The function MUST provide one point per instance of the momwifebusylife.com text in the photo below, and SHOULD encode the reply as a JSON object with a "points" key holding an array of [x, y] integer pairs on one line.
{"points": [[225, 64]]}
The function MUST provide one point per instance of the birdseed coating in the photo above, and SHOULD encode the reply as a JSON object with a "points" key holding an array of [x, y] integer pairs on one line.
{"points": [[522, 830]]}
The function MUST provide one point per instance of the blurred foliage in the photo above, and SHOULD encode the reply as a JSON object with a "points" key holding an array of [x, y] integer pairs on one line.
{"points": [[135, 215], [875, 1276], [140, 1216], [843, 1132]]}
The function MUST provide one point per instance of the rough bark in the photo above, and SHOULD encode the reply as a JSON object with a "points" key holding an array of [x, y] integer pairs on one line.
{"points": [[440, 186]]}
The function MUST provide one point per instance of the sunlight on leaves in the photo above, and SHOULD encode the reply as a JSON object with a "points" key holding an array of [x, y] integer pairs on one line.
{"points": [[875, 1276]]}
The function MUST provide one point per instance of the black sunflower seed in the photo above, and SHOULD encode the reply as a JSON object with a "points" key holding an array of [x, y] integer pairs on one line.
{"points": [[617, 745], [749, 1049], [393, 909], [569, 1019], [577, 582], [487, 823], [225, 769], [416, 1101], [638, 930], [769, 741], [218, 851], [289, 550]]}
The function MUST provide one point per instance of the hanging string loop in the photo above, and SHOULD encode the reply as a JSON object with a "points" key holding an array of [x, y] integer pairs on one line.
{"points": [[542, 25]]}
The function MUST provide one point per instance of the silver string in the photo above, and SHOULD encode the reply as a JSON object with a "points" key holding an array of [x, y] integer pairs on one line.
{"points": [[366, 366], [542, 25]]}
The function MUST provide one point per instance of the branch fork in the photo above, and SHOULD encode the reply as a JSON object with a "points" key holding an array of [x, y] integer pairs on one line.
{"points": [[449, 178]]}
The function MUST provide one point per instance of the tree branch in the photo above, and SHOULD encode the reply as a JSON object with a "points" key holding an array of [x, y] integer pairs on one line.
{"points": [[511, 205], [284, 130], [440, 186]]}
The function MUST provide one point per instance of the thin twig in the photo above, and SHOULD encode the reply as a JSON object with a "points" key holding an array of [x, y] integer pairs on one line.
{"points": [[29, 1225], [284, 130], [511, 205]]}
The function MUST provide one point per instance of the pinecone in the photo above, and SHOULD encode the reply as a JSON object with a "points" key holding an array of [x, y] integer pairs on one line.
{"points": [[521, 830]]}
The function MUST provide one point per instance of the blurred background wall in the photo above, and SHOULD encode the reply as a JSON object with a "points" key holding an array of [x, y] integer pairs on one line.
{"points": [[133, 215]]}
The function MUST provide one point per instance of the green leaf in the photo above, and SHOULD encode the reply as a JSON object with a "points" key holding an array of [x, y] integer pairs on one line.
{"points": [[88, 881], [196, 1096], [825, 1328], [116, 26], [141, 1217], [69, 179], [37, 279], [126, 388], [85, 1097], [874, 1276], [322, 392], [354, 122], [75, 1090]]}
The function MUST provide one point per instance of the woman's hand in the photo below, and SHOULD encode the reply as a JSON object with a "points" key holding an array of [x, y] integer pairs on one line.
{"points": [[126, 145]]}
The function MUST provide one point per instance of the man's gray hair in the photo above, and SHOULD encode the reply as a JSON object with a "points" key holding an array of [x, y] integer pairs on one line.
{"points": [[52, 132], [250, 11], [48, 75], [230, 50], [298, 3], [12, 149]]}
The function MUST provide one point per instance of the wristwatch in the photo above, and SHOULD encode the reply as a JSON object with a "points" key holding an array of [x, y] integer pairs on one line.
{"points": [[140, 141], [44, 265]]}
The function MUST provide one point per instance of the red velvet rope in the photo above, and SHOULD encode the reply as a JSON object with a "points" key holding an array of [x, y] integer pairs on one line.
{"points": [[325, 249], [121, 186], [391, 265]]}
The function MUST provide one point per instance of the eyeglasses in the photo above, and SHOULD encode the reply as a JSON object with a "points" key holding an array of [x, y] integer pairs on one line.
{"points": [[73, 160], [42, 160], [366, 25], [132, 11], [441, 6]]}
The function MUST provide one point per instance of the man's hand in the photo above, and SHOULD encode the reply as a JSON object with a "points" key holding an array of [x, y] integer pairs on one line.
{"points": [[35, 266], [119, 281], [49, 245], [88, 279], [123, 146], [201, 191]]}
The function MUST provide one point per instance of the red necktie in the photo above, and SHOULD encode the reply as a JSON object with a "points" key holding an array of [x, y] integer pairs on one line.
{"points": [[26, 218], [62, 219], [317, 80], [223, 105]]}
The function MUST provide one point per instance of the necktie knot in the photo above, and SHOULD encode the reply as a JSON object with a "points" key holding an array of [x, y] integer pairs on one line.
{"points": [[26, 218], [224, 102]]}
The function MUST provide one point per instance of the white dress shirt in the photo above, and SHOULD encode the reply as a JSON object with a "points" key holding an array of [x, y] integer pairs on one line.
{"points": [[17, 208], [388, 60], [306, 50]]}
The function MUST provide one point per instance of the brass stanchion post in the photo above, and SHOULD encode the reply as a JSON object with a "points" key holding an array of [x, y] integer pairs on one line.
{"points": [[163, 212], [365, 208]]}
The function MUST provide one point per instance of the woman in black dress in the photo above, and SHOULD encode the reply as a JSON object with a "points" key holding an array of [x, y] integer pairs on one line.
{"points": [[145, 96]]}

* * *

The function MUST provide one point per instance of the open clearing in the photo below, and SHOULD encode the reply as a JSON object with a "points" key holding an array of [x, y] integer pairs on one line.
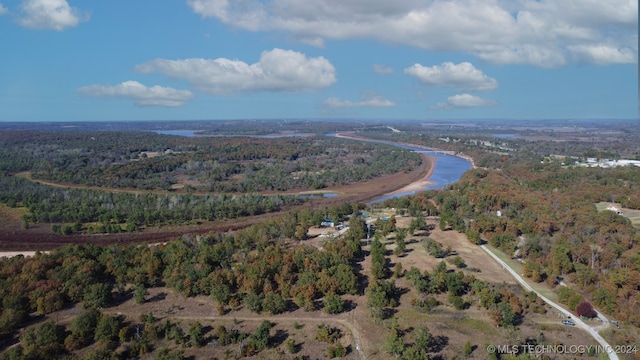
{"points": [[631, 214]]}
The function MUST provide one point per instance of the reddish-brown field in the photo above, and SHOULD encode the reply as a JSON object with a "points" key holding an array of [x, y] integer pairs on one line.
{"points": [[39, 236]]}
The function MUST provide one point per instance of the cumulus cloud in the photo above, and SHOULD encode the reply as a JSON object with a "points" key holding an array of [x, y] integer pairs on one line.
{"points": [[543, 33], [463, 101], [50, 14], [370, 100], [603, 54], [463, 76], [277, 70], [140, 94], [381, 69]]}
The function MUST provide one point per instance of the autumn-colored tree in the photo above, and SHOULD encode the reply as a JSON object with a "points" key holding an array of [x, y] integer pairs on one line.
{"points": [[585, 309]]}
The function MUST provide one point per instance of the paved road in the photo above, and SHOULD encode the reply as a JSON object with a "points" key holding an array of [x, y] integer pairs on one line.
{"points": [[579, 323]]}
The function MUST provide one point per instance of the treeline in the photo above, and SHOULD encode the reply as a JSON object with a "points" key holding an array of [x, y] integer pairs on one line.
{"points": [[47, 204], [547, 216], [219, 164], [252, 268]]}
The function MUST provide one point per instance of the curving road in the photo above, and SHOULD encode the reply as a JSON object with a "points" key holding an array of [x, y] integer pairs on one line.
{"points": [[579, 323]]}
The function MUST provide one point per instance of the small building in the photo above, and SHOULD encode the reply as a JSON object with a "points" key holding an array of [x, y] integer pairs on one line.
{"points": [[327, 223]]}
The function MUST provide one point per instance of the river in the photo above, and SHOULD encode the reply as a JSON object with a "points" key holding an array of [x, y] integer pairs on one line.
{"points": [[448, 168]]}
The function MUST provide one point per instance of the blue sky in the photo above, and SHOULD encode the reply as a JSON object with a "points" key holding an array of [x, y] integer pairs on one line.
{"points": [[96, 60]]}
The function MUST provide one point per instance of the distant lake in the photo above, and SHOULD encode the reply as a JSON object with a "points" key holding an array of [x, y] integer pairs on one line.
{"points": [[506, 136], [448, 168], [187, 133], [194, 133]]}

--

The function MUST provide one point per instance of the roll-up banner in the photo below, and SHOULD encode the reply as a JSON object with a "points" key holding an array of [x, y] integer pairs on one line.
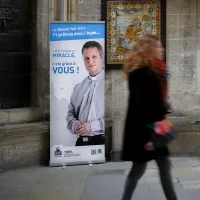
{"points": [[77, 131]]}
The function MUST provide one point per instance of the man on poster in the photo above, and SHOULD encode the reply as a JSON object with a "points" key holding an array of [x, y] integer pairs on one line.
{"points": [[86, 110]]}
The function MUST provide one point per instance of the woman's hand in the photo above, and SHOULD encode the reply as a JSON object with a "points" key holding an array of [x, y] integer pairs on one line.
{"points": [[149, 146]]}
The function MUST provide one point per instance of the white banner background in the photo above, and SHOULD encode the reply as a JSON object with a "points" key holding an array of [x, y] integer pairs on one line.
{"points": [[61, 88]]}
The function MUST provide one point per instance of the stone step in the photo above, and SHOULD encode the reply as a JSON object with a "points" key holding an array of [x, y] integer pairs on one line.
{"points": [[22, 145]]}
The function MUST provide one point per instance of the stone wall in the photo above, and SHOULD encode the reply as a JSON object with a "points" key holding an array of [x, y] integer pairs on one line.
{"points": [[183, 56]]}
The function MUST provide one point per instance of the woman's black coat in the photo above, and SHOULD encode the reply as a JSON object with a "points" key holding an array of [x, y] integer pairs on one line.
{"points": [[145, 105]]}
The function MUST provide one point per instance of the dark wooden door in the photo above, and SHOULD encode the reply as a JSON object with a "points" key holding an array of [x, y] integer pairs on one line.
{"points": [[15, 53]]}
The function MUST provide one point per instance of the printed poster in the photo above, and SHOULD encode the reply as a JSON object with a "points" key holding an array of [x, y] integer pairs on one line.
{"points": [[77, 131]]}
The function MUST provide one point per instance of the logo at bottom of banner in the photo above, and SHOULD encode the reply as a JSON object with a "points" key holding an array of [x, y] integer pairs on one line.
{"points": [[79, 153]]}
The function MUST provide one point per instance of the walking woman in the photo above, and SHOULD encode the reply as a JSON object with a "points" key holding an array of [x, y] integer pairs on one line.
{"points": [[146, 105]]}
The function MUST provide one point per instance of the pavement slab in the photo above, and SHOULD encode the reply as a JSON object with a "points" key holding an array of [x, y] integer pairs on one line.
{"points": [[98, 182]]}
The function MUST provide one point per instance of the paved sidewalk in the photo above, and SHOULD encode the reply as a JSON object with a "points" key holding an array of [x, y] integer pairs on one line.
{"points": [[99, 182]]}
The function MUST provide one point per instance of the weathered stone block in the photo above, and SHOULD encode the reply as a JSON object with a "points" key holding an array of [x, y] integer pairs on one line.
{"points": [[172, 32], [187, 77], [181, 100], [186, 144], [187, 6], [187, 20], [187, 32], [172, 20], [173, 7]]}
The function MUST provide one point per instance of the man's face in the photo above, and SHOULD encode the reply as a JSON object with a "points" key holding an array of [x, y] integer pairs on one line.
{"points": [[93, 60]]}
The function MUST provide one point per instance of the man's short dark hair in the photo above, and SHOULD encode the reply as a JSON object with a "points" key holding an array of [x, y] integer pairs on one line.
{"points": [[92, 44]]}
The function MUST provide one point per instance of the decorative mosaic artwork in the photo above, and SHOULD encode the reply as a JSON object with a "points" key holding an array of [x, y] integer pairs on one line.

### EXERCISE DETAILS
Write out, from the lines above, only those from the line with "the paved sidewalk" to the line with "of the decorative", exactly as given, including the first and the last.

### REPLY TO THE EXERCISE
The function MUST provide one point per instance of the paved sidewalk in the photo above, and SHOULD encode the reply as a JSON object with a "points" key holding an array of [x, y] integer pairs on one line.
{"points": [[99, 182]]}
The function MUST provide one point per instance of the weathered stone block in the photo above, and SHOULD encode the reply as a JSON object with a "points" key holding an array of [x, y] integer pairs on one line.
{"points": [[172, 32], [187, 77], [181, 100], [186, 144], [187, 6], [187, 20], [187, 32], [172, 20], [173, 7]]}
The function MUST provide one point per instance of the man's face in the photo above, and SHOULD encode the reply as a JSON object with a "points" key holding an array of [x, y] integer pairs on one line.
{"points": [[93, 60]]}
The function MUST provide one point per instance of the man's short dark hair in the photo above, and SHOULD encode the reply as a JSON object with a "points" key holding an array of [x, y] integer pairs on one line.
{"points": [[92, 44]]}
The function MUST provide one point per instance of the decorative mosaic artwork in the photo above, and SHOULD encode the reply as a JSON object with a "points" key holding an array of [x, y] integer pairs on one line.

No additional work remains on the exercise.